## Passage shown
-------------------------

As soon as Meyer set his eyes on Turner he knew she was the one for him. With a bust described as ‘conically maddening’ (a good thing for our breast loving director), Russ admitted that he knew he’d marry her the minute they’d met and he’d even go on to name his filmmaking company Eve Productions. She was the secretary of a lawyer, he was a divorce client of the said lawyer. He was given her number and the rest is history. After a tempestuous engagement, the two were married on August 2nd 1952 in San Francisco.

Eve was an incredibly beautiful woman and it wouldn’t take long for her to become a pin-up superstar in front of Russ’s camera. Her looks photographed well and her personality shone through in all her pictures; a woman that was able to be a girl-next-door one minute and a sultry vamp the next, Monroe crossed with Turner and then some. She already had some modelling experience behind her when she first met Russ, but it would take him months of persuasion to try to get her to pose for him. It’s not surprising that she eventually became one of the most popular pin-up models of the 1950s, constantly appearing in magazines like Adam, Fling, Modern Man and Frolic. Mr. Meyer even told stories that actress Ava Gardner had the hots for Eve (Mrs. Meyer accompanied her husband on one of his early jobs as a studio stills photographer and Gardner was his first assignment). In 1955, Eve appeared in Playboy as Miss June, in a fantastic spread photographed by her husband. The pictorial is electric and the gatefold in particular is more arousing then any porno picture I’ve seen that’s been shot in the last twenty years or so. The spread featured Eve by the fireplace, wearing a sheer gown that shows just about the right amount, with a look on her face that screams ‘Well, are you gonna come get it or not?’. I have always maintained that she was and is one of the most beautiful creatures to have ever graced this Earth, this spread being proof (a nice selection of some more gorgeous photographs from across her career can be found here).

-------------------------

## What you need to do
(A) In the passage about Russ Meyer and Eve, on what date and in what city were the two married?
(B) Using the passage about Russ Meyer and Eve, explain why it did not take long for Eve to become a pin-up superstar in front of Russ's camera.
(C) Write the next part of the passage about Russ Meyer and Eve, picking up after its final sentence.

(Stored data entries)
-------------------------

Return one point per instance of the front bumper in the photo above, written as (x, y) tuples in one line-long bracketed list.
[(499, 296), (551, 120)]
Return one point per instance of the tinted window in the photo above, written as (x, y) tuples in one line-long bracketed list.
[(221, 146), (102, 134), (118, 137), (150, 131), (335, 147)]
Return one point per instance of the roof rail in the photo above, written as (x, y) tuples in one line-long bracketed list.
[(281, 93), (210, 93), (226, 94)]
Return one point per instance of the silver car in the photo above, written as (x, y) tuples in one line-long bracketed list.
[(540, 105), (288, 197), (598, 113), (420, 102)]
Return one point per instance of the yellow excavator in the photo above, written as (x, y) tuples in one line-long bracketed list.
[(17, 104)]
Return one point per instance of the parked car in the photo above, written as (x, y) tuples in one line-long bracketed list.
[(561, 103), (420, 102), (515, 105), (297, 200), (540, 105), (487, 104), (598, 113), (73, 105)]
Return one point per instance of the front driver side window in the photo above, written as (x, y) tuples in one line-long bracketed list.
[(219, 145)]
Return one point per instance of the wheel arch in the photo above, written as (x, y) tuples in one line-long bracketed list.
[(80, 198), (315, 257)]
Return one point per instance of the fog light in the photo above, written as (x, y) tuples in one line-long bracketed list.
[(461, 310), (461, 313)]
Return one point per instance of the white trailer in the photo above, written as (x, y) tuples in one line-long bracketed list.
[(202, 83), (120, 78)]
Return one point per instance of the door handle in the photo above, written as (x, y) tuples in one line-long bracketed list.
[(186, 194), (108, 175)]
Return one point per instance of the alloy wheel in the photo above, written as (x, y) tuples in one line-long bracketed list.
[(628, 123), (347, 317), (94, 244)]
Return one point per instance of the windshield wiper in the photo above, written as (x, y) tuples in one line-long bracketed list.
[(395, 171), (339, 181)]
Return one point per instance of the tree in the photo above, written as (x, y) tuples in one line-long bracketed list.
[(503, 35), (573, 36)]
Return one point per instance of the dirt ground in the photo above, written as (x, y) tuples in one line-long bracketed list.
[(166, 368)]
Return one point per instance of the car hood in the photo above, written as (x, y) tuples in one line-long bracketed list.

-------------------------

## Per-task answers
(A) They were married on August 2nd 1952 in San Francisco.

(B) Eve was an incredibly beautiful woman whose looks photographed well and whose personality shone through in all her pictures. She could be a girl-next-door one minute and a sultry vamp the next.

(C)
Not content with being just a model, Eve also did some film work, predominantly working again for Russ in front of the camera. In 1954 or 1955 (dates vary according to sources) Eve starred in Russ’s first involvement within the exploitation movie business, an expose on abortion entitled The Desperate Women. Circling around innocent women and a shady backstreet abortionist (a clichéd character that Meyer revived for his studio picture Beyond the Valley of the Dolls in 1970), the posters showed an angst ridden Eve under the tagline ‘Shall I Take The ‘Easy’ Way Out?’. An uncredited role followed in 1955 as a model in Artists And Models and four years later Eve landed a lead role in war drama Operation Dames aka Girls In Action (1959). Difficult to find on home video format, the only video I’ve seen (posted below) shows that she is just as good in this as she was in her later picture with her husband, her natural good looks standing out and her enviable figure making more than an impression.


It would be Russ Meyer’s 1960 release Eve and The Handyman which saw Eve finally become her husband’s moving-image muse. Eve had been upset that Russ had ignored her whilst filming The Immoral Mr. Teas. Used to working as a team, Eve wasn’t the star in his first feature and was upset that some of the interiors were filmed inside the couples actual home. Russ made up for it by writing his second feature for his wife and, wow, does she shine in it. Using the scenes like Playboy photo shoot set-ups, Eve looks beautiful as she marches around in a trench coat and underwear following the Handyman, played by long-term Meyer friend Anthony James Ryan. By this point already used to Russ’s way of directing and shooting, Eve is one of the few women most comfortable in front of the directors camera throughout his entire filmography. The two could really work well together and it shows. He knows all the right angles to film her at and she knows just what the camera, and audience, are after. It’s just a shame that Handyman would be her last acting role. God knows where she would have gone had Meyer used her as an actress over and over.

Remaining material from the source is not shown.